Write the data out in full and word for word. Do not include images.

(Natural-language object grounding data)
□ □ □ □

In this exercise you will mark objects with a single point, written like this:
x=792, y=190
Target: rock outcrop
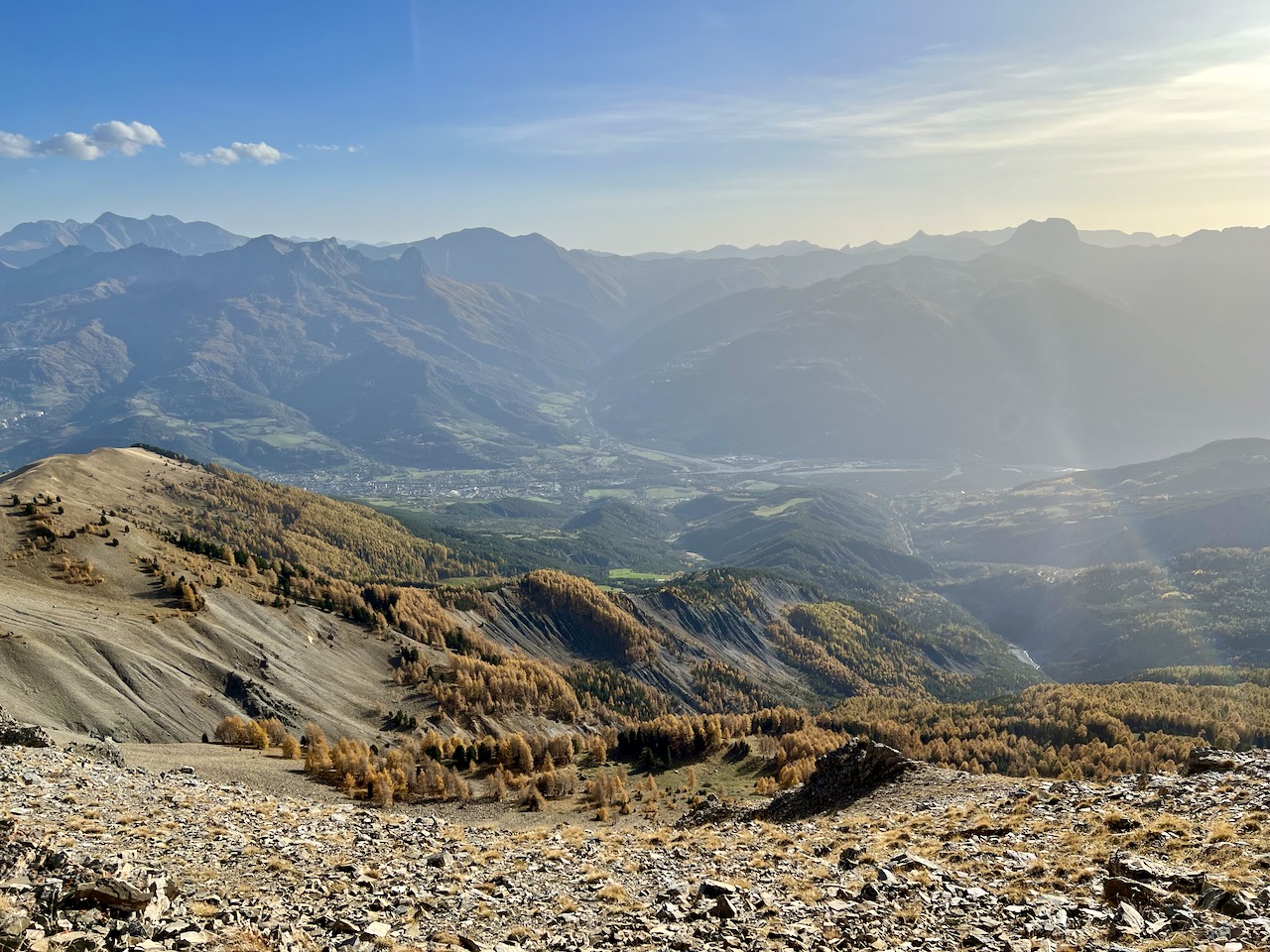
x=841, y=777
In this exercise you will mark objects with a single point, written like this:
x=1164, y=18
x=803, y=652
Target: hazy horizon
x=666, y=127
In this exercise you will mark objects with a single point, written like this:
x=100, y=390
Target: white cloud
x=261, y=153
x=1201, y=103
x=331, y=148
x=113, y=136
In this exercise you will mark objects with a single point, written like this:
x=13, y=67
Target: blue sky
x=639, y=126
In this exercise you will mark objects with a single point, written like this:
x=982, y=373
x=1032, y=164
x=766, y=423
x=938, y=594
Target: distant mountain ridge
x=282, y=354
x=1038, y=348
x=32, y=241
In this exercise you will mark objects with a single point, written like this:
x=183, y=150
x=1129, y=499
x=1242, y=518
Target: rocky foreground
x=96, y=855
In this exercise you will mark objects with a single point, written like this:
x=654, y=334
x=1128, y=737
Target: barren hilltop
x=362, y=756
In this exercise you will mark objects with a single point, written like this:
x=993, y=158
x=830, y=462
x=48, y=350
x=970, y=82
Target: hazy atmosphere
x=659, y=126
x=539, y=477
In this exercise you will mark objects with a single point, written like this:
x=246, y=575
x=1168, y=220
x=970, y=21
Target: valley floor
x=937, y=861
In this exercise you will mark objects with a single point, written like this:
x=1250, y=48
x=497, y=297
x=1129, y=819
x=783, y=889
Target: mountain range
x=479, y=348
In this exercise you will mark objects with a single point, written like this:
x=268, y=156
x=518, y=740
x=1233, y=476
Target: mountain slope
x=910, y=359
x=146, y=597
x=32, y=241
x=282, y=356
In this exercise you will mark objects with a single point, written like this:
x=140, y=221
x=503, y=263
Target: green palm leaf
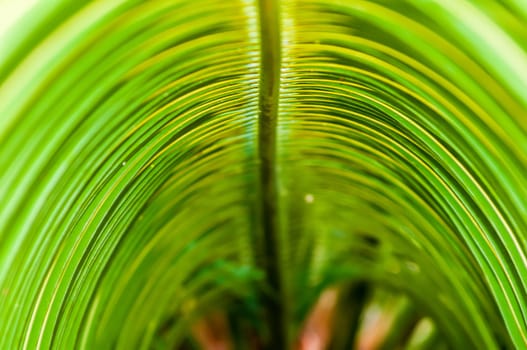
x=161, y=161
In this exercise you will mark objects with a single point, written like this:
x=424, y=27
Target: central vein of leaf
x=268, y=115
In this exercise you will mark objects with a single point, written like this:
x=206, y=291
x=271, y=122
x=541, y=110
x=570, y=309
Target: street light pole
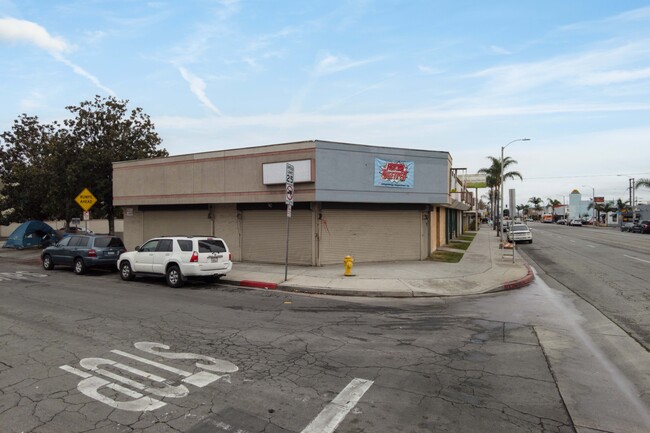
x=501, y=189
x=593, y=198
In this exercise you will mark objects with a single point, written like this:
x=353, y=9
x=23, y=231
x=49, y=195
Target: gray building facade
x=374, y=203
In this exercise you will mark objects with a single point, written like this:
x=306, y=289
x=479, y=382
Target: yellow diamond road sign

□ □ □ □

(Exercise answer):
In this exercise you will mark objects with a single point, written like this:
x=792, y=190
Target: rock outcrop
x=841, y=777
In this exercise you will mark objects with a single point, written like this:
x=1164, y=18
x=803, y=652
Target: hazy horizon
x=666, y=127
In this exercise you will mark objects with a single point, written like this:
x=100, y=390
Target: white cloud
x=261, y=153
x=1201, y=103
x=331, y=148
x=113, y=136
In this exercise you will mark objects with a single point, written like this:
x=13, y=67
Target: blue sky
x=639, y=126
In this exercise you will mark objects with a single point, written like this:
x=982, y=373
x=1032, y=164
x=766, y=423
x=938, y=594
Target: distant mountain ridge
x=282, y=354
x=1038, y=348
x=32, y=241
In this exercise you will mark objects with a single point, written like this:
x=183, y=150
x=1129, y=499
x=1242, y=518
Target: rocky foreground
x=96, y=855
In this exercise you will mark objects with a single point, written like this:
x=654, y=334
x=1128, y=737
Target: barren hilltop
x=362, y=756
In this exercise you will mark objects with a single point, written like this:
x=993, y=158
x=830, y=462
x=48, y=350
x=970, y=82
Target: hazy atmosphere
x=659, y=126
x=539, y=477
In this exercise you will mark objects with a single point, written like this:
x=246, y=575
x=1168, y=220
x=970, y=21
Target: valley floor
x=937, y=861
In this exercise you will mark objects with a single point, written like this:
x=1250, y=48
x=497, y=297
x=1129, y=819
x=783, y=889
Target: mountain range
x=479, y=348
In this exercise you will mark objects with a single point, written like this:
x=268, y=156
x=518, y=740
x=1233, y=476
Target: mountain slope
x=910, y=359
x=146, y=597
x=32, y=241
x=282, y=356
In this exercise you will mark objects with a single point, written like this:
x=140, y=221
x=503, y=263
Target: green palm leaf
x=161, y=161
In this exercise you will mark objects with a single point, written like this:
x=424, y=27
Target: central vein of leaf
x=268, y=115
In this exercise you will mark objects with a single point, written like this:
x=206, y=291
x=271, y=122
x=541, y=110
x=570, y=309
Target: street light pole
x=501, y=189
x=593, y=198
In this exercise you will mark objects with a single point, written like this:
x=353, y=9
x=23, y=231
x=49, y=195
Target: gray building facade
x=374, y=203
In this exercise you will mark objects with a single point, written like this:
x=306, y=289
x=479, y=382
Target: yellow diamond road sign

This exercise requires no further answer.